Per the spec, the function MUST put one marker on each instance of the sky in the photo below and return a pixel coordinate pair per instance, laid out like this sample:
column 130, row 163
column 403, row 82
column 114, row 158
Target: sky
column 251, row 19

• • • • •

## Exercise objective
Repeat all the data, every line exactly.

## Problem solution
Per the spec, the function MUST put one marker on each instance of the sky in the photo below and return a pixel coordinate pair per instance, laid out like this sample:
column 130, row 163
column 403, row 82
column 114, row 158
Target: sky
column 251, row 19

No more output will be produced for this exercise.